* _Aim of the exercise_
Will you quote only the lines starting at the one that contains "Expected: one point per instance of the hardwood" and ending with the last line of the listing below, inclusive?
* Start Recorded information *
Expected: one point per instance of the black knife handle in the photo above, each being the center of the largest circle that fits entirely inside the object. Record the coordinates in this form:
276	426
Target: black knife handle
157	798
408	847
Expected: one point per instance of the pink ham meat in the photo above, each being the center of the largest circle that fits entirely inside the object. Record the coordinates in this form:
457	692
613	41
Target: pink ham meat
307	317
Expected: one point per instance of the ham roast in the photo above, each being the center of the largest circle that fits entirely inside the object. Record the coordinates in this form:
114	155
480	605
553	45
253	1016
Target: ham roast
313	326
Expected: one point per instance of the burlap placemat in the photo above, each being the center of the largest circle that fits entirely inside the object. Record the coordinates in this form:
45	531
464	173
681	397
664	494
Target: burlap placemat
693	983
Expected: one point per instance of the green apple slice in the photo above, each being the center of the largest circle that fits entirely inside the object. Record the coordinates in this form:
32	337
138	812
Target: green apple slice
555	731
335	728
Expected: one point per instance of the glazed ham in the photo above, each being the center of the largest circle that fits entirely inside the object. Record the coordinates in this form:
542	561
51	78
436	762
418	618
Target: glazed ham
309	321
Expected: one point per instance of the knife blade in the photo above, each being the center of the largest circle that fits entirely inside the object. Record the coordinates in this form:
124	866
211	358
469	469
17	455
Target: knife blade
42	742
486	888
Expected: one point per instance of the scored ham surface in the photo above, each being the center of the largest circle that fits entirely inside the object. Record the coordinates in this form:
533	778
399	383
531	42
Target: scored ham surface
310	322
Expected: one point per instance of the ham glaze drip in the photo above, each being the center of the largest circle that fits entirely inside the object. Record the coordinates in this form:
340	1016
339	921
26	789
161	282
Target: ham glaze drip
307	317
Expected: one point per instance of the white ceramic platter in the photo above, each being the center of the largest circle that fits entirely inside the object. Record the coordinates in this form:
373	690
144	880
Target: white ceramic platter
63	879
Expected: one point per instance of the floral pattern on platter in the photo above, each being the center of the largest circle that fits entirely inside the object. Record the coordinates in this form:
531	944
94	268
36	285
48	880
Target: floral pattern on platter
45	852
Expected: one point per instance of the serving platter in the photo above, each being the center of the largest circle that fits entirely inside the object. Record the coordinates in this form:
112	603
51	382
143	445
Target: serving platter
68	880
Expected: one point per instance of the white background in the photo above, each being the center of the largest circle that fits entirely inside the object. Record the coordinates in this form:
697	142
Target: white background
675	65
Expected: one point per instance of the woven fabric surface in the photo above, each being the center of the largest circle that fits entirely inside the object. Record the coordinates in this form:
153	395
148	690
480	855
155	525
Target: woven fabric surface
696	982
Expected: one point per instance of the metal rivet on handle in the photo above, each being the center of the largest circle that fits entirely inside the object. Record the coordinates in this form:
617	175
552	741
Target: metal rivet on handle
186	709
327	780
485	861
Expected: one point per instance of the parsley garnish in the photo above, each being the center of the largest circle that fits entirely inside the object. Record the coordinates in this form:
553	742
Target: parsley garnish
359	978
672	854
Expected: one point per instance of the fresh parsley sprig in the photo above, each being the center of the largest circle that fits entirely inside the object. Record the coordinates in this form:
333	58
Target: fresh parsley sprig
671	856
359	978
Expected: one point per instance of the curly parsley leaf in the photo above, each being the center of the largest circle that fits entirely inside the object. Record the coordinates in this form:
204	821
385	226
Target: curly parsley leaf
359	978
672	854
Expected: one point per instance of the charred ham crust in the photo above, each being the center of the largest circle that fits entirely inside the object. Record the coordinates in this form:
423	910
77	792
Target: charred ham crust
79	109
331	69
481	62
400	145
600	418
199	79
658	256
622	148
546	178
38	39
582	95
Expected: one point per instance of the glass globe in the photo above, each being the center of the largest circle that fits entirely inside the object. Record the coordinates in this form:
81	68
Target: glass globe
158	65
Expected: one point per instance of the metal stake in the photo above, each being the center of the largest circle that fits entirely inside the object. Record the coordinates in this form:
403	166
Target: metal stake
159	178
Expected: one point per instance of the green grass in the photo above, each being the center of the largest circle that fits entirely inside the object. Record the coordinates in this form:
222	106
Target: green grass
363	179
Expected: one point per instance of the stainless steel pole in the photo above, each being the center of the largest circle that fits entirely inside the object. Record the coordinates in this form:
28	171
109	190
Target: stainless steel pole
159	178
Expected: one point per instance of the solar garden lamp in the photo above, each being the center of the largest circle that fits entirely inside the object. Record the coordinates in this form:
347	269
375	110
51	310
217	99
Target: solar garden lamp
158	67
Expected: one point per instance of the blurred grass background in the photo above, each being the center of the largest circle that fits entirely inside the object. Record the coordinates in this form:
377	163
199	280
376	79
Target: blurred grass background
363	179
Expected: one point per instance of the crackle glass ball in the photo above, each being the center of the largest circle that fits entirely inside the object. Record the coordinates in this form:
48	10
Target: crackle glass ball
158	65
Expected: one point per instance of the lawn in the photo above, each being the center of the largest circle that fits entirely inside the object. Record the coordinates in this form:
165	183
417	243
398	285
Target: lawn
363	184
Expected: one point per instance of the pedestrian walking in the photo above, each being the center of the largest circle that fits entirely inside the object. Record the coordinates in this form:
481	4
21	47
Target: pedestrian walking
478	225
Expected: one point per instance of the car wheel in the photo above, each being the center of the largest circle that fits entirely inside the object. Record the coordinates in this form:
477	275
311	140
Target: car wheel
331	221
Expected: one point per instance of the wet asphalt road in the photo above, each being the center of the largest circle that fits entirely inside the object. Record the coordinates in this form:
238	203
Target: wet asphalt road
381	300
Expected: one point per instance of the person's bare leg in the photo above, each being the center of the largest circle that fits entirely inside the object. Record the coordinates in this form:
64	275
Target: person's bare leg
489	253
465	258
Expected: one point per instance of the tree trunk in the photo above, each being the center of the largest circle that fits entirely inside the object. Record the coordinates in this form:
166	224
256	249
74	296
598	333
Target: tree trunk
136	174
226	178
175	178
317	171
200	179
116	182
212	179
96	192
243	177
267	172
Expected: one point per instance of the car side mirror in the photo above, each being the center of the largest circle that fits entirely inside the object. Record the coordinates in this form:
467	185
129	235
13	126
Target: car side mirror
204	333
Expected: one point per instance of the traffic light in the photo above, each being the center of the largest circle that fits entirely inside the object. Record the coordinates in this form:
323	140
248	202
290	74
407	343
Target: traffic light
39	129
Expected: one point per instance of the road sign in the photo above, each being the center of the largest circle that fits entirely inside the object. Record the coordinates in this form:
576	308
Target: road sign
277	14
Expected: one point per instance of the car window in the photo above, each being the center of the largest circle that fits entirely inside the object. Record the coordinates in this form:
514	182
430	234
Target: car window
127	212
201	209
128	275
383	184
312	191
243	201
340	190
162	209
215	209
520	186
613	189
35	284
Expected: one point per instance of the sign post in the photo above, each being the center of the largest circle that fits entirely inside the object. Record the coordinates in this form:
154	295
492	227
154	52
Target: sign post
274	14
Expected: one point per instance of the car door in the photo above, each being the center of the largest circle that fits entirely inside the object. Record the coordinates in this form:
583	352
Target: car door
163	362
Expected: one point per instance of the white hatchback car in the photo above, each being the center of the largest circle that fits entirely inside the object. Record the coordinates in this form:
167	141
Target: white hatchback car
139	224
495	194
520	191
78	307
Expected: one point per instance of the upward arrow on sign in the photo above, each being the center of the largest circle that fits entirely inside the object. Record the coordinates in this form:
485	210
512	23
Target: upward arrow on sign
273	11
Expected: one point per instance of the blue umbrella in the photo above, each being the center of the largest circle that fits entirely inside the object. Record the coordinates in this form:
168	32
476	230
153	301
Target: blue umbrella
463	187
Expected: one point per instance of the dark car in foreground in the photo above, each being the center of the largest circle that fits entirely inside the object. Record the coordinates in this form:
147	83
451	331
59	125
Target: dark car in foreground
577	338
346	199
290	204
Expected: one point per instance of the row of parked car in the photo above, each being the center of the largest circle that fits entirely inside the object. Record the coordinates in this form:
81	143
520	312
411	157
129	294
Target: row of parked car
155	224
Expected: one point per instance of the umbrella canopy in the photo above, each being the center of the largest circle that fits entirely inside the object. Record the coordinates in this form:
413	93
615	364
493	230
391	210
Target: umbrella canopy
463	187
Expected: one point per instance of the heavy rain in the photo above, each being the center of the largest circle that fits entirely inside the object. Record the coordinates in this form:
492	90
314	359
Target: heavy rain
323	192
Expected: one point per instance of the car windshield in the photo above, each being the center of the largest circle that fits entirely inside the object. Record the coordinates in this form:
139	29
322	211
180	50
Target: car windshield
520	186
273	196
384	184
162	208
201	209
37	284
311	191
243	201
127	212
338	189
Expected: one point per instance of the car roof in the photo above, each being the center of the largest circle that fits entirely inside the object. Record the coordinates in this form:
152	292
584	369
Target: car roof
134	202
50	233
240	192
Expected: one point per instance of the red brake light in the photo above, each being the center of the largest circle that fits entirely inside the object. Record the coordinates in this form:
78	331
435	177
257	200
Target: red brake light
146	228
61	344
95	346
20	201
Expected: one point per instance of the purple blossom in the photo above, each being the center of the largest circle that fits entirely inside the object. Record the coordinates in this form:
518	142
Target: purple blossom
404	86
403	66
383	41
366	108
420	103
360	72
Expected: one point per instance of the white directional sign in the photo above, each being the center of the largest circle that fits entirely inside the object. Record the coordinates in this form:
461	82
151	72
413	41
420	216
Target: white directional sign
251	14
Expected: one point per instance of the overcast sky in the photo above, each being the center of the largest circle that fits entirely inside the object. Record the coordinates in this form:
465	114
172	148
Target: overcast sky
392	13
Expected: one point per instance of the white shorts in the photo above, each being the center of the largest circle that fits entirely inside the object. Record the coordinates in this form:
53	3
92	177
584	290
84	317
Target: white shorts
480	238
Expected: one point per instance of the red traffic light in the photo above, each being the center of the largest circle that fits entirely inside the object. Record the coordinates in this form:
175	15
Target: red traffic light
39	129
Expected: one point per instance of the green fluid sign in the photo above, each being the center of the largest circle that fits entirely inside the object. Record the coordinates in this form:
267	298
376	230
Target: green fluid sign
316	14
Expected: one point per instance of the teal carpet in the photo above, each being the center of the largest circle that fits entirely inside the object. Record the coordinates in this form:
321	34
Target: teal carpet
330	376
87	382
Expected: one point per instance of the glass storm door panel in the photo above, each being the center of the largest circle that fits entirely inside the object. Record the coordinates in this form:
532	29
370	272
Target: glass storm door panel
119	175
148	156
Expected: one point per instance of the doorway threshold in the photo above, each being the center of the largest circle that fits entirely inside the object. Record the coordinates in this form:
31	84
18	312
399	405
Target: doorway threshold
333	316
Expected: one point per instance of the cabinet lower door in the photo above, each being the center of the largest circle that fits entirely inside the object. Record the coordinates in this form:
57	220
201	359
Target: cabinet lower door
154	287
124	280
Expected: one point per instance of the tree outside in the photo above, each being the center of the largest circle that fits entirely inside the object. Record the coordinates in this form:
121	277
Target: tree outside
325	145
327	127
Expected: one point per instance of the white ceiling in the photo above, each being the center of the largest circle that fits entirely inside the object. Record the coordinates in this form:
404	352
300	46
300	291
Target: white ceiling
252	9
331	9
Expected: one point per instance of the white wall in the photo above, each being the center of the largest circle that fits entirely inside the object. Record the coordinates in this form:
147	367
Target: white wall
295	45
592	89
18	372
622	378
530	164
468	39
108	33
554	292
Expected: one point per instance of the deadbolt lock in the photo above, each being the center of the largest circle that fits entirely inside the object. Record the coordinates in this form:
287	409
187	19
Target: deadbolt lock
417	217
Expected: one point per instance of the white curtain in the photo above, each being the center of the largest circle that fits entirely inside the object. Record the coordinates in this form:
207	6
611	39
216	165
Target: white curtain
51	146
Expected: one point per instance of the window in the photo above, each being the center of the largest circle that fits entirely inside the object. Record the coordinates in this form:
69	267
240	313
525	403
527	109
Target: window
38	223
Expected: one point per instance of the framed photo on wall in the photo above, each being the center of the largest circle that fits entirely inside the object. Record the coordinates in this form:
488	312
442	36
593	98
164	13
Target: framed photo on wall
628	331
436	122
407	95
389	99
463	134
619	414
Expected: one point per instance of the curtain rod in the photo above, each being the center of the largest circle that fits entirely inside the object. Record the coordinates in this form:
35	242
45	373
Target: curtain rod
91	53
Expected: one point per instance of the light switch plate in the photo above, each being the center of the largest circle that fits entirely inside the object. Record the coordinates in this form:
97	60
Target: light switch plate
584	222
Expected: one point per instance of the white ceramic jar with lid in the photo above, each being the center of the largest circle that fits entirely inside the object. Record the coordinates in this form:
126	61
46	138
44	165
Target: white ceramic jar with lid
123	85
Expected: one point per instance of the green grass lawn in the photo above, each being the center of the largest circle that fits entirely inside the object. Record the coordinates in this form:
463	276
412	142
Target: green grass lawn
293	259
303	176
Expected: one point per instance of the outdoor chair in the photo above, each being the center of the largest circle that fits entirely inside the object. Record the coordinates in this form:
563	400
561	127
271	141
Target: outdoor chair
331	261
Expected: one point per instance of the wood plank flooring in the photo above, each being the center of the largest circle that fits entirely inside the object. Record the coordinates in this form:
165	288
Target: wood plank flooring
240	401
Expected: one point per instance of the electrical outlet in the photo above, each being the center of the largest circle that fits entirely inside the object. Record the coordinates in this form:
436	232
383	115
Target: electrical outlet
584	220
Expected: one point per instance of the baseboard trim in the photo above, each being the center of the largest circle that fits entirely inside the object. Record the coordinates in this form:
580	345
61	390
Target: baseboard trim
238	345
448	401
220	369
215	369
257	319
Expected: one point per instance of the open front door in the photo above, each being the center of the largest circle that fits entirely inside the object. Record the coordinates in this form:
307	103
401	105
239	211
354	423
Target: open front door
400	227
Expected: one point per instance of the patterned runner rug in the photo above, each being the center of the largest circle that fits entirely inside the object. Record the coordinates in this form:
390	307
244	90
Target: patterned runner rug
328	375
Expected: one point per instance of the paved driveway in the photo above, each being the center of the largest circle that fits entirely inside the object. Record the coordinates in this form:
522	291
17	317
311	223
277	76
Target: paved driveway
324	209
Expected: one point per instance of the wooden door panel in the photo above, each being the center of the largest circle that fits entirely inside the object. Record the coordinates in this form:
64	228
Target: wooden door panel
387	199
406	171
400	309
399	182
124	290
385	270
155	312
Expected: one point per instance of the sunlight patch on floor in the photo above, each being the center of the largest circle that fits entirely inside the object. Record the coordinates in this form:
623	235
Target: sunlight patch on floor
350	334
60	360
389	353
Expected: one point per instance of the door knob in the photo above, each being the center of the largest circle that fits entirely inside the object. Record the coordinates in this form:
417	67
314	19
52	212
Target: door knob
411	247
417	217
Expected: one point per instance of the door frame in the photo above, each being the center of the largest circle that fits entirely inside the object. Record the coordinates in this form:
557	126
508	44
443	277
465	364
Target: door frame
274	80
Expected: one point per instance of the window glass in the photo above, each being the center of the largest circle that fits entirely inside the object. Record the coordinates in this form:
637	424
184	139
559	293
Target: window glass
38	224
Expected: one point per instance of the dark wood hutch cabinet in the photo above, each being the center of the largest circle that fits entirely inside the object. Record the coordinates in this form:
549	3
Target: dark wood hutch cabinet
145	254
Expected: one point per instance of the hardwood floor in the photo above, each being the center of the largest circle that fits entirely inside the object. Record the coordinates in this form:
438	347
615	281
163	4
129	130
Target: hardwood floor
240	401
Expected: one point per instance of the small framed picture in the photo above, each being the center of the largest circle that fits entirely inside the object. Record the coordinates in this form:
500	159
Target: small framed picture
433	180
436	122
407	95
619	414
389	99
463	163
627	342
* End Recorded information *
* _Written answer_
Expected: one point per instance of the hardwood floor in the photo above, each being the center of the largest circle that fits entirely inside the object. Record the coordinates in this form:
438	347
615	281
163	4
129	130
Target: hardwood floor
240	401
Expected: one point per instance of the small framed picture in the photo above, each being the center of the largest circle that fits entirely inside the object. Record the coordinates in this form:
500	159
Target: small framed picture
433	180
436	122
407	95
619	414
389	99
463	163
627	342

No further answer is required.